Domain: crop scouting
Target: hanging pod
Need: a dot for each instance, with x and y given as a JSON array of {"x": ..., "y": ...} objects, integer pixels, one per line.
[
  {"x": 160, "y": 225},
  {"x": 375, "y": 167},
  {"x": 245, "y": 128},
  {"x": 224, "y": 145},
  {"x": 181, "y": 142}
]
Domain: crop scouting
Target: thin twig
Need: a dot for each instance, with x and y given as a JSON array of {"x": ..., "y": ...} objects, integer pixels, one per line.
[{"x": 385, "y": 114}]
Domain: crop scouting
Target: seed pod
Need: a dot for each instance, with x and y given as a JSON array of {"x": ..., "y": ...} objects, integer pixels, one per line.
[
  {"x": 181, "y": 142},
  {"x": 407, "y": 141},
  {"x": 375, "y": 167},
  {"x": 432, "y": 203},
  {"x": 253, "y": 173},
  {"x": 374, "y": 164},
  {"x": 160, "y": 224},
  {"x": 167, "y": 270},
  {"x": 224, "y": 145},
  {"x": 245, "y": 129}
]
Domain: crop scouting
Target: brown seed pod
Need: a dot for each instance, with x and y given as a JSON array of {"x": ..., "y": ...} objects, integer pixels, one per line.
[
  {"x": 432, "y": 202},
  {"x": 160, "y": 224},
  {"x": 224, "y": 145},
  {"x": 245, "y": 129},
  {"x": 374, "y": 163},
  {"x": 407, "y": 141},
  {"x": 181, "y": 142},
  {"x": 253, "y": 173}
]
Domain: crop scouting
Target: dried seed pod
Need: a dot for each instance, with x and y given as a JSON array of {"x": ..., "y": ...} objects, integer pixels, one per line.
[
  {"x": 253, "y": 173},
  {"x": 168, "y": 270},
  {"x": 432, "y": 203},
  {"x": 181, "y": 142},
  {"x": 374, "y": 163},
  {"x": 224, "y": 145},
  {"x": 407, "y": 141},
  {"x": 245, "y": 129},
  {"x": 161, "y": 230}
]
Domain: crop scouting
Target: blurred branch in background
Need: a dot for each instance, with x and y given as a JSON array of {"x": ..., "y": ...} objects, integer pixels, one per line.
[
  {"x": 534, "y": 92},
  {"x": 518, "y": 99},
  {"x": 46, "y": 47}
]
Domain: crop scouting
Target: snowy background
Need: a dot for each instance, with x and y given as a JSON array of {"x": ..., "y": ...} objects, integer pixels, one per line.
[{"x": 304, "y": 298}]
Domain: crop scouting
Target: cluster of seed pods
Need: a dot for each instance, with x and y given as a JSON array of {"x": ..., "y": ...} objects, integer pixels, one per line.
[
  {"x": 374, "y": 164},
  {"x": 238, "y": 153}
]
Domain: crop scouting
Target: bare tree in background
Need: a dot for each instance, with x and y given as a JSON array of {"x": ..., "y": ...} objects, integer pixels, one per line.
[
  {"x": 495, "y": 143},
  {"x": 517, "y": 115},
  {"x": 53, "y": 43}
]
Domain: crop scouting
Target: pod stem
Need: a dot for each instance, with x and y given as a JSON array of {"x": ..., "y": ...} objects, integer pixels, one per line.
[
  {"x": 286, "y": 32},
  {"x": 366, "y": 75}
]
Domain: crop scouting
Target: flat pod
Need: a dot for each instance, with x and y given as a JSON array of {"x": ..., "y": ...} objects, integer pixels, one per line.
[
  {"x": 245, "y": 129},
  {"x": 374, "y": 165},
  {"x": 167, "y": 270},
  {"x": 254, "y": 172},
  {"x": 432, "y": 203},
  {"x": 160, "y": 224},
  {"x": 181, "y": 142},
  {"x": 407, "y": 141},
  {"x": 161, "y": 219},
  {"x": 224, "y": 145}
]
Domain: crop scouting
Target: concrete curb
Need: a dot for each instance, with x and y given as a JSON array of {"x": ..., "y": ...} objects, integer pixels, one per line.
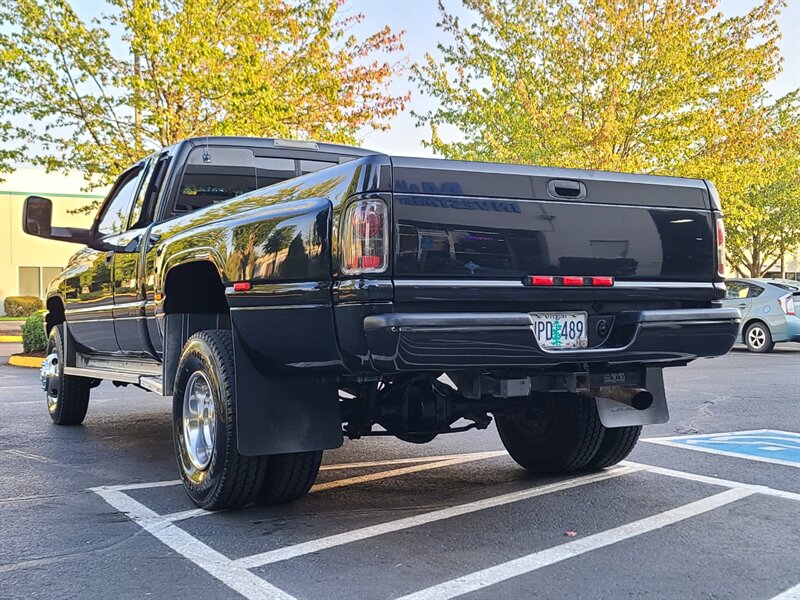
[{"x": 32, "y": 362}]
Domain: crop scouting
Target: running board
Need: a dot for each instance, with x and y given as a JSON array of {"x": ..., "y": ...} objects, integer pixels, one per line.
[{"x": 143, "y": 373}]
- - - - -
Pull out each line of the listing above that contains the string "seed". Treat uppercase and lowercase as different.

Target: seed pod
Target: brown seed pod
Target: dried seed pod
Target: cluster of seed pods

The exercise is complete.